┌─ EXTRAIT RETENU

Informations légales : prix de location à la page 0,0006€. Cette information est donnée uniquement à titre indicatif conformément à la législation en vigueur.

Extrait

EAN : 9782335038521

 
©Ligaran 2015

CHAPITRE PREMIER Dans la Djefara

La délimitation de frontière entre la Tunisie et la Tripolitaine ; les Commissions. – Départ de Gabès. – Ksar Medenine, – Aspect de la Djefara. – Le pays des ksour. – Valeur économique du Sud tunisien. – Foum Tatsouine. – Dehibat.
Ghadamès ! Quelle fascination ce nom a exercé sur tous ceux qui ont vécu dans le Sud de l’Algérie et de la Tunisie ! Moi-même, dans mes précédents voyages, j’avais ressenti quelque chose de cette attirance en écoutant les récits de mes chameliers autour du feu de camp ou en causant avec les officiers des Affaires indigènes, après une journée passée à chatouiller de mon marteau l’épiderme des pays désolés qu’ils administrent. Siegfried, s’élançant pour délivrer la Watkyrie endormie sur son rocher, au milieu d’un cercle de feu, n’avait pas au cœur un désir plus ardent que ces hommes jeunes et audacieux, brûlant de l’espoir d’éveiller à la civilisation cette antique cité, endormie au sein des plaines calcinées et des sables incandescents qui en défendent l’approche. Dame Administration veillait, duègne austère, et il était interdit de dépasser l’Oued Djeneien, de peur de complications diplomatiques avec la Turquie. C’est moi qui devais réaliser le rêve. Un samedi de février 1911, sur le coup de midi, j’appris que j’étais mis pour deux mois à la disposition du ministère des Affaires étrangères et qu’il fallait partir le lendemain soir. Allah akbar ! Le surlendemain, je débarquais à Tunis ou j’apprenais le but précis de ma mission.

└─
┌─ DONNÉES À EXAMINER

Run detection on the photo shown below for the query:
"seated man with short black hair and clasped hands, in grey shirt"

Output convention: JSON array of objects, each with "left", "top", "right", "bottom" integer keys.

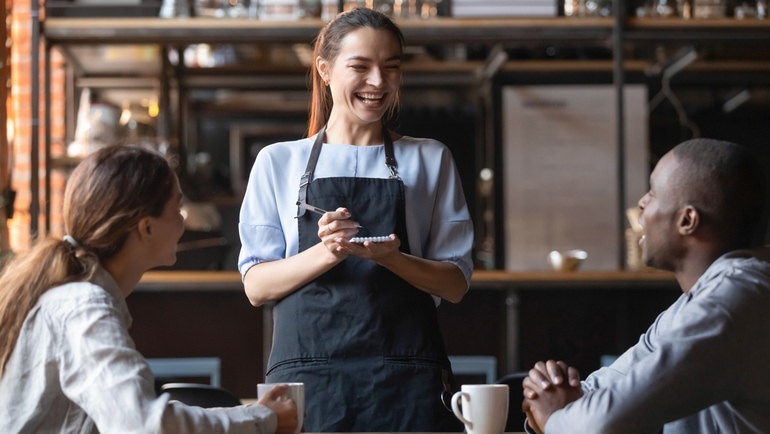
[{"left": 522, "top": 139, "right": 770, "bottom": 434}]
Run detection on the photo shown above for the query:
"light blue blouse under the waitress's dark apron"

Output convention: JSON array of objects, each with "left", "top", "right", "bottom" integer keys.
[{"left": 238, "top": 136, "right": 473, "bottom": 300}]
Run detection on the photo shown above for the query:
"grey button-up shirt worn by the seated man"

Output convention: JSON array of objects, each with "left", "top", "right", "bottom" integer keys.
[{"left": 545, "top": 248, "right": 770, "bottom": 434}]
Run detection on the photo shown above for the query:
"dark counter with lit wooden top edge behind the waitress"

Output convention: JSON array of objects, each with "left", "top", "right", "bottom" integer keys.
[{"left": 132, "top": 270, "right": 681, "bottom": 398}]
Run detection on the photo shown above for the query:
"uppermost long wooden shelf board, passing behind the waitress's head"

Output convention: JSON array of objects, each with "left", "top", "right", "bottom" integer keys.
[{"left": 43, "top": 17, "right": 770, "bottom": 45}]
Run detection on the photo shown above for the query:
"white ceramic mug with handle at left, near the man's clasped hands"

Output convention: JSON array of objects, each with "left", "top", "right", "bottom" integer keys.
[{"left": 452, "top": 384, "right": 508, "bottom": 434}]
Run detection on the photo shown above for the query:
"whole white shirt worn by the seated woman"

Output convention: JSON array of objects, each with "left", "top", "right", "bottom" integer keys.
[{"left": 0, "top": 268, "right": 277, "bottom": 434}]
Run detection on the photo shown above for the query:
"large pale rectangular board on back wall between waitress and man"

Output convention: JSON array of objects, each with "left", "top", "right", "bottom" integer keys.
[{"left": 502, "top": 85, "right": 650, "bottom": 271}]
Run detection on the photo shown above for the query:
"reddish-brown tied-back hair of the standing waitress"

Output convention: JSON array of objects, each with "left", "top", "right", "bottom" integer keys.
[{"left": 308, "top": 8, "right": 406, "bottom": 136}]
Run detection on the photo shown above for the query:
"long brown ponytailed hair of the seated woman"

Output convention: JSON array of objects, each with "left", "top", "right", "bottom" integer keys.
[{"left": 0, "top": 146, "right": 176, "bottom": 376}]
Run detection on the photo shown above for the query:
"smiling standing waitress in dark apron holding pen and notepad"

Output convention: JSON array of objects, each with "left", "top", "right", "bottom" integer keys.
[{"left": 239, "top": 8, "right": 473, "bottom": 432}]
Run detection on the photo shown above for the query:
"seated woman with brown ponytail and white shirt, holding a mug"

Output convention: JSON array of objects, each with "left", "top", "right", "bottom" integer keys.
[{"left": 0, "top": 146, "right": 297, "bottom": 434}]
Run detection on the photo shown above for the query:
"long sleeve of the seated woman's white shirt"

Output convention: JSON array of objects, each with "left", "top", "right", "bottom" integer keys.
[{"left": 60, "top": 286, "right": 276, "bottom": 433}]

└─

CONSIGNES D'EXERCICE: Selon l'extrait sur Ghadamès, pourquoi était-il interdit de dépasser l'Oued Djeneien ? Répondez en une à trois phrases. Les enregistrements forment un matériau distinct de l'extrait.

RÉSULTAT ATTENDU: Il était interdit de dépasser l'Oued Djeneien de peur de complications diplomatiques avec la Turquie. L'Administration, qualifiée de « duègne austère », veillait au respect de cette interdiction.